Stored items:

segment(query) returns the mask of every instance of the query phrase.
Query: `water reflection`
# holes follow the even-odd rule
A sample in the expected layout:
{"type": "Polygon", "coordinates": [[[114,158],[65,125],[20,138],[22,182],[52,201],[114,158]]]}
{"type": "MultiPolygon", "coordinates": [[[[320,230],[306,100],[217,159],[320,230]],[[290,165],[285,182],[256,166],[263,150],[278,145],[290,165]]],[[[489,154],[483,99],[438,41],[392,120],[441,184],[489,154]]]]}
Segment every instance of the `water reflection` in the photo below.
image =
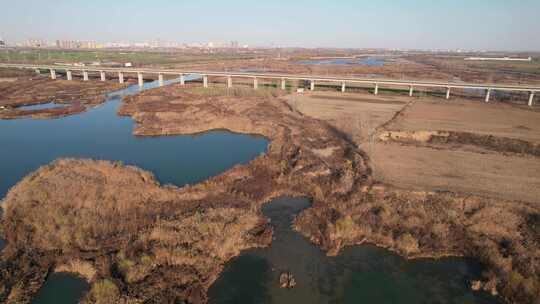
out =
{"type": "MultiPolygon", "coordinates": [[[[156,86],[157,81],[145,83],[144,89],[156,86]]],[[[182,186],[266,152],[266,139],[227,131],[135,137],[133,120],[119,117],[116,112],[122,96],[139,90],[134,85],[111,93],[105,104],[79,115],[52,120],[0,120],[0,198],[25,175],[61,157],[122,161],[152,171],[162,183],[182,186]]]]}
{"type": "Polygon", "coordinates": [[[327,257],[291,229],[307,199],[281,198],[266,205],[275,239],[227,265],[209,291],[210,303],[498,303],[468,282],[480,266],[466,259],[407,261],[375,246],[354,246],[327,257]],[[279,287],[290,271],[296,287],[279,287]],[[262,282],[260,280],[263,280],[262,282]]]}
{"type": "Polygon", "coordinates": [[[62,107],[65,107],[65,105],[56,104],[54,102],[48,102],[48,103],[35,104],[35,105],[30,105],[30,106],[17,107],[17,110],[30,111],[30,110],[55,109],[55,108],[62,108],[62,107]]]}
{"type": "MultiPolygon", "coordinates": [[[[199,77],[191,75],[186,80],[199,77]]],[[[154,81],[143,88],[133,85],[113,92],[105,104],[79,115],[52,120],[0,120],[0,198],[25,175],[62,157],[122,161],[153,172],[162,183],[182,186],[266,152],[265,138],[227,131],[194,136],[133,136],[133,120],[116,114],[121,98],[158,85],[154,81]]],[[[0,239],[0,250],[4,247],[0,239]]],[[[87,285],[70,274],[52,274],[33,303],[78,303],[87,285]]]]}
{"type": "Polygon", "coordinates": [[[90,289],[85,279],[69,273],[53,273],[32,300],[32,304],[76,304],[90,289]]]}

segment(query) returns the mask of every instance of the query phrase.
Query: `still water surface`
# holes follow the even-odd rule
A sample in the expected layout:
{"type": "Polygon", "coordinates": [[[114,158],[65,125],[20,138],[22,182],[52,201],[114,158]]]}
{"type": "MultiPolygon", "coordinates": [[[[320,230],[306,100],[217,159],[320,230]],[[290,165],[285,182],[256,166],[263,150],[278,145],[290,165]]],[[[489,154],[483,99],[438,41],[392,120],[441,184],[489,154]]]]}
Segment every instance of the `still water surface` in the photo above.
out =
{"type": "Polygon", "coordinates": [[[291,228],[296,214],[310,205],[301,198],[276,199],[263,208],[274,240],[230,262],[209,290],[211,304],[252,303],[499,303],[473,292],[480,276],[474,261],[449,258],[407,261],[375,246],[354,246],[327,257],[291,228]],[[279,287],[279,275],[293,274],[296,286],[279,287]]]}
{"type": "Polygon", "coordinates": [[[83,278],[69,273],[53,273],[47,278],[32,303],[75,304],[89,289],[90,284],[83,278]]]}
{"type": "MultiPolygon", "coordinates": [[[[147,83],[145,88],[157,84],[147,83]]],[[[0,120],[0,197],[34,171],[59,157],[121,160],[152,171],[162,183],[196,183],[245,163],[267,149],[261,137],[214,131],[198,136],[134,137],[131,118],[119,117],[120,98],[136,86],[111,94],[86,113],[51,120],[0,120]]],[[[468,281],[480,267],[470,260],[406,261],[373,246],[356,246],[338,257],[325,254],[291,229],[307,199],[282,198],[263,212],[275,239],[265,249],[248,250],[229,263],[209,291],[211,303],[497,303],[474,293],[468,281]],[[281,271],[297,286],[278,287],[281,271]]],[[[78,303],[89,289],[81,278],[49,276],[34,304],[78,303]]]]}
{"type": "MultiPolygon", "coordinates": [[[[144,89],[156,85],[145,83],[144,89]]],[[[105,104],[79,115],[0,120],[0,199],[25,175],[61,157],[122,161],[153,172],[161,183],[182,186],[218,175],[266,152],[265,138],[227,131],[135,137],[133,120],[116,113],[122,96],[139,91],[131,86],[112,93],[105,104]]],[[[0,248],[3,246],[0,240],[0,248]]],[[[87,289],[88,284],[76,276],[53,274],[33,303],[78,303],[87,289]]]]}
{"type": "Polygon", "coordinates": [[[35,105],[30,105],[30,106],[17,107],[17,110],[23,110],[23,111],[44,110],[44,109],[54,109],[54,108],[61,108],[61,107],[65,107],[65,105],[56,104],[54,102],[48,102],[48,103],[35,104],[35,105]]]}
{"type": "MultiPolygon", "coordinates": [[[[145,89],[156,83],[146,83],[145,89]]],[[[134,122],[116,114],[121,97],[110,94],[86,113],[59,119],[0,120],[0,198],[25,175],[61,157],[122,161],[153,172],[161,183],[200,182],[265,153],[263,137],[211,131],[193,136],[136,137],[134,122]]]]}

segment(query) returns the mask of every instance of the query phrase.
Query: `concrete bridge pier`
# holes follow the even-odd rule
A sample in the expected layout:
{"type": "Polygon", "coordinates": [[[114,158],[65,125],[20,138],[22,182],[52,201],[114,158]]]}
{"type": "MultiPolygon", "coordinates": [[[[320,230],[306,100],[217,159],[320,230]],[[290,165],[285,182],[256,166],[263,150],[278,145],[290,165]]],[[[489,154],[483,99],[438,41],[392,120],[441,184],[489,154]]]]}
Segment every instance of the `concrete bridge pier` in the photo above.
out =
{"type": "Polygon", "coordinates": [[[67,77],[67,80],[73,80],[73,74],[71,73],[70,70],[66,70],[66,77],[67,77]]]}
{"type": "Polygon", "coordinates": [[[159,86],[162,87],[164,82],[163,82],[163,74],[158,74],[158,82],[159,82],[159,86]]]}
{"type": "Polygon", "coordinates": [[[534,91],[529,93],[529,107],[533,106],[533,102],[534,102],[534,91]]]}
{"type": "Polygon", "coordinates": [[[208,88],[208,76],[203,75],[203,87],[208,88]]]}
{"type": "Polygon", "coordinates": [[[118,82],[124,83],[124,73],[118,72],[118,82]]]}
{"type": "Polygon", "coordinates": [[[486,102],[489,102],[489,97],[491,96],[491,89],[486,90],[486,102]]]}
{"type": "Polygon", "coordinates": [[[104,71],[99,71],[99,75],[101,77],[101,81],[106,81],[107,80],[107,76],[105,76],[105,72],[104,71]]]}
{"type": "Polygon", "coordinates": [[[51,69],[51,79],[56,79],[56,71],[51,69]]]}
{"type": "Polygon", "coordinates": [[[409,86],[409,97],[413,96],[413,91],[414,91],[413,86],[409,86]]]}
{"type": "Polygon", "coordinates": [[[287,87],[287,82],[285,78],[281,78],[281,89],[285,90],[286,87],[287,87]]]}
{"type": "Polygon", "coordinates": [[[315,80],[311,80],[309,82],[309,90],[310,91],[315,91],[315,80]]]}
{"type": "Polygon", "coordinates": [[[379,95],[379,84],[375,84],[375,95],[379,95]]]}
{"type": "Polygon", "coordinates": [[[450,99],[450,87],[446,88],[446,99],[450,99]]]}
{"type": "Polygon", "coordinates": [[[341,93],[345,93],[345,82],[341,83],[341,93]]]}
{"type": "Polygon", "coordinates": [[[259,81],[257,80],[257,77],[253,77],[253,88],[255,90],[259,88],[259,81]]]}
{"type": "Polygon", "coordinates": [[[144,79],[141,72],[137,72],[137,79],[139,80],[139,87],[142,88],[144,86],[144,79]]]}
{"type": "Polygon", "coordinates": [[[227,88],[232,88],[232,77],[227,76],[227,88]]]}
{"type": "Polygon", "coordinates": [[[41,71],[39,69],[35,69],[34,71],[36,72],[37,75],[41,75],[41,71]]]}
{"type": "Polygon", "coordinates": [[[88,81],[88,71],[83,71],[83,80],[88,81]]]}

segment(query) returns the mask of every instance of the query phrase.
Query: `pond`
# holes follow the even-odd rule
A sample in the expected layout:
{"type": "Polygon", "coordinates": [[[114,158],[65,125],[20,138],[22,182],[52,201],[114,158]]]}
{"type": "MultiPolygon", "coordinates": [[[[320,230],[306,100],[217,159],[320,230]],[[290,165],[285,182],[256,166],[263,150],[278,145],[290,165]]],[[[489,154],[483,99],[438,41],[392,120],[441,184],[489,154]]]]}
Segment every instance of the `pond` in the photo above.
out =
{"type": "MultiPolygon", "coordinates": [[[[145,83],[143,89],[157,85],[158,82],[145,83]]],[[[122,161],[151,171],[161,183],[183,186],[266,153],[265,138],[228,131],[193,136],[133,136],[133,120],[116,113],[122,96],[139,91],[138,86],[130,86],[111,93],[103,105],[79,115],[49,120],[0,120],[0,198],[25,175],[57,158],[122,161]]],[[[4,246],[0,240],[0,249],[4,246]]],[[[87,285],[73,275],[52,274],[33,303],[78,303],[87,285]]]]}
{"type": "MultiPolygon", "coordinates": [[[[173,80],[173,82],[176,80],[173,80]]],[[[156,82],[145,84],[155,87],[156,82]]],[[[134,122],[116,115],[125,94],[86,113],[52,120],[0,121],[0,197],[39,166],[59,157],[123,161],[153,172],[162,183],[200,182],[265,153],[268,141],[252,135],[212,131],[196,136],[135,137],[134,122]]],[[[276,199],[263,208],[275,230],[269,248],[244,252],[226,265],[209,291],[211,303],[498,303],[473,292],[469,281],[481,267],[467,259],[407,261],[374,246],[355,246],[327,257],[291,229],[307,199],[276,199]],[[296,286],[279,287],[290,272],[296,286]]],[[[89,289],[84,280],[51,274],[33,303],[77,303],[89,289]]]]}
{"type": "Polygon", "coordinates": [[[53,273],[41,287],[32,304],[79,303],[90,289],[85,279],[69,273],[53,273]]]}
{"type": "Polygon", "coordinates": [[[183,186],[266,152],[265,138],[227,131],[133,136],[133,120],[116,113],[122,96],[138,91],[131,86],[110,94],[100,107],[60,119],[0,120],[0,197],[25,175],[62,157],[122,161],[153,172],[161,183],[183,186]]]}
{"type": "Polygon", "coordinates": [[[472,260],[408,261],[371,245],[327,257],[291,228],[309,205],[308,199],[287,197],[265,205],[274,228],[272,245],[232,260],[210,288],[210,303],[499,303],[469,288],[481,272],[472,260]],[[284,272],[293,275],[296,286],[280,287],[284,272]]]}

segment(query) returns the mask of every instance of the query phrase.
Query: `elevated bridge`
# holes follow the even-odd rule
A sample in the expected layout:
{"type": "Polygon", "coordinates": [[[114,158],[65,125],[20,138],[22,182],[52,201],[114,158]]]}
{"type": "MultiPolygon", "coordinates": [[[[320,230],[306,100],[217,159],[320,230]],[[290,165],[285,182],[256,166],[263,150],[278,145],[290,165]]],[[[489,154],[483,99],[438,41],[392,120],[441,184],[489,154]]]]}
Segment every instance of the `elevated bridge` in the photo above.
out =
{"type": "Polygon", "coordinates": [[[225,77],[227,86],[232,87],[233,78],[250,78],[253,80],[253,88],[258,88],[258,79],[273,79],[281,81],[281,89],[286,88],[287,81],[308,81],[310,89],[315,90],[316,83],[337,83],[341,85],[341,91],[345,92],[348,84],[368,84],[374,87],[374,94],[379,93],[381,86],[398,86],[409,89],[409,96],[412,96],[415,88],[443,88],[446,90],[446,99],[450,98],[452,89],[477,89],[485,91],[485,101],[489,102],[493,91],[506,92],[527,92],[529,94],[528,104],[533,105],[534,96],[540,92],[540,86],[537,85],[509,85],[494,83],[457,83],[444,81],[422,81],[422,80],[402,80],[402,79],[384,79],[384,78],[360,78],[360,77],[342,77],[342,76],[318,76],[318,75],[295,75],[279,73],[251,73],[251,72],[212,72],[202,70],[182,70],[182,69],[160,69],[160,68],[107,68],[100,66],[73,66],[73,65],[32,65],[32,64],[9,64],[0,63],[3,68],[33,69],[38,73],[41,70],[49,71],[51,78],[56,79],[56,71],[65,71],[68,80],[72,80],[72,72],[78,71],[83,74],[83,80],[88,80],[88,73],[99,73],[102,81],[105,81],[107,74],[114,74],[118,77],[120,83],[124,82],[125,74],[137,74],[138,83],[143,85],[143,75],[158,75],[159,84],[163,85],[163,75],[180,76],[180,83],[183,85],[184,76],[189,74],[198,74],[202,76],[203,86],[208,87],[208,77],[225,77]]]}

▶ **Action item**
Go through the records and pull out each line that includes the word "bridge".

▶ **Solution**
Query: `concrete bridge pier`
Segment every instance of the `concrete bridge pier` in the photo above.
Query: `elevated bridge`
Segment every instance of the `elevated bridge` in the photo above.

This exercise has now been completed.